Each line below is to be set down again exactly.

**DATA EXTRACT:**
.....
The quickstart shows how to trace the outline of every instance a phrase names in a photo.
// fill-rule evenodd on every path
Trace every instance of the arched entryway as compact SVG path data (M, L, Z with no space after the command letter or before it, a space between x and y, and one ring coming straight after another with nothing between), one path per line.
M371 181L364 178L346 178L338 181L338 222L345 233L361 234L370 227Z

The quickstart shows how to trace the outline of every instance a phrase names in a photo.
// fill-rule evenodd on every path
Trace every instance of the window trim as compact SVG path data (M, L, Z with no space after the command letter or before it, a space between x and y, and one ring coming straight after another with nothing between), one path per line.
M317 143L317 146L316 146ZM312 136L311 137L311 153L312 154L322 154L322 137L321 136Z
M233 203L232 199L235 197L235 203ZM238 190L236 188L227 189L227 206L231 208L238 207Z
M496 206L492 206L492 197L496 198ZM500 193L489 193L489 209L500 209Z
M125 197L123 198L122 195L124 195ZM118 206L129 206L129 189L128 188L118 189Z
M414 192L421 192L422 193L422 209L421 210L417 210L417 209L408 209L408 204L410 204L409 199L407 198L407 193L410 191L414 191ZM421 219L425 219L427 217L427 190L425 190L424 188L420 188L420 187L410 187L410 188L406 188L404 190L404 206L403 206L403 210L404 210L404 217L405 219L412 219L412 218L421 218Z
.....
**REPLY TO THE EXERCISE:**
The quickstart shows how to trace the outline of every instance a phrase names in a photo.
// fill-rule evenodd on every path
Trace every instance of the arched entryway as compact SVG path data (M, L, Z with no space after the command letter or before it, a space between x and y, and one ring coming straight after another with nothing between), one path per line.
M371 181L364 178L346 178L338 181L338 222L345 233L361 234L370 227Z

The quickstart shows how to trace the outline of every instance a phrase names in a photo.
// fill-rule evenodd on every path
Trace every instance of the window trim as compact SVG path data (M, L, Z with no space after the command letter or before it, a space between x and y, and one ring coming straight after another with nothing between), one path per line.
M317 143L317 146L316 146ZM312 136L311 137L311 153L312 154L322 154L322 137L321 136Z
M233 203L232 199L235 197L235 203ZM238 190L236 188L227 189L227 206L231 208L238 207Z
M496 206L492 206L492 197L496 198ZM500 193L489 193L489 209L500 209Z
M125 197L123 198L122 195L124 195ZM118 206L129 206L129 189L128 188L118 189Z
M414 192L421 192L422 193L422 209L421 210L417 210L417 209L408 209L408 204L410 204L409 199L407 198L407 193L410 191L414 191ZM421 219L425 219L427 217L427 190L425 190L424 188L420 188L420 187L410 187L410 188L406 188L404 190L404 206L403 206L403 210L404 210L404 217L405 219L412 219L412 218L421 218Z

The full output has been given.